» **CONSIGNE**
Prolongez l'entretien sur les grands tailleurs, présenté plus bas, en reprenant juste après sa dernière phrase.

» **PAGE**
Et puis chaque tailleur a ses points particuliers, des détails qui lui sont exclusifs : c’est le cran de revers chez Smalto, le gilet croisé à revers chez Caraceni, la ligne d’épaule chez Huntsman, le tombé de la veste chez Anderson & Sheppard, le soufflet intérieur et la mouche brodée de la fente de bas de pantalon chez Cifonelli, le pont de pantalon intérieur chez Arnys – aujourd’hui la grande mesure Berluti…
MB : Le gilet croisé à revers est impossible à faire, il n’y a que Caraceni qui le réussit parfaitement : ça n’a pas de prix, et pourtant ce n’est pas cher !
Et encore faut-il savoir de quel Caraceni on parle, parce qu’il y en a trois !
MB : C’est exact : celui où allait Niarchos, celui où allait St Laurent et celui où allait Agnelli. Caraceni m’expliquait un jour qu’au départ Niarchos s’était trompé d’atelier et était allé à celui de la place San Babilla.
Selon vous quel est le meilleur ?
MB : Pour moi ils sont tous bien, mais le meilleur est Fatebenefratelli. Celui qui a le plus de clientèle et le plus de succès, c’est Fatebenefratelli. Ils ont un grand coupeur, Mr. Pozzi, et surtout un tailleur qui fait les gilets dont vous rêvez. Et vous pouvez faire le déplacement pour l’avoir, parce que c’est comme un objet d’art, une structure. Clark Gable avait des gilets parfaitement coupés, et le gilet croisé à revers c’est spécial… Encore une fois : tout est question de coupe. Prenez les grands tailleurs de Savile Row dont vous me parliez : Huntsman a fait Sean Connery, Anderson & Sheppard le Prince Charles, ce sont les meilleurs
tailleurs. Et ce sont des coupes. En prêt-à-porter, les costumes Kiton sont bien coupés, mais il faut aimer l’épaule naturelle. Ca vous a plu et ça vous plait moins, parce que l’épaule à manches chemise fait un peu Rossellini 1950. C’était magnifique en 1950 mais on n’est plus en 1950 ! Aujourd’hui il y a plusieurs histoires dans un costume, mais on en revient toujours à la coupe. Un style a été magni- fique à un moment donné, aujourd’hui on dit qu’il est bien mais qu’il n’a pas évolué – mais est-ce bien ou pas ? C’est plus compliqué qu’il y paraît…
Vous avez aujourd’hui une clientèle très large, constituée de clients fidèles depuis des années mais aussi de jeunes, qui découvrent précisément toutes les possibilités de votre fabrication aux mesures.

» **LIGNES DE DONNÉES**
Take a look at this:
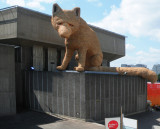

» **RÉPONSE**
MB : J’ai une deuxième clientèle. Les anciens et surtout les nouveaux, qui ont été séduits par de nouvelles coupes. Et qu’est ce qu’ils s’en fichent d’avoir des points à la main !
C’est une question de culture, et cela tient à une certaine méconnaissance de l’art tailleur, qui n’est plus transmise par les parents. Demandez à un jeune dans la rue ce que veut dire demi-mesure. Il ne sait pas ce que ça veut dire.
MB : C’est clair : la mesure est un monde à part. Mais les costumes aux mesures, c’est très important. Et il n’y en a pas tellement ! »
Photos : Brice Hardelin.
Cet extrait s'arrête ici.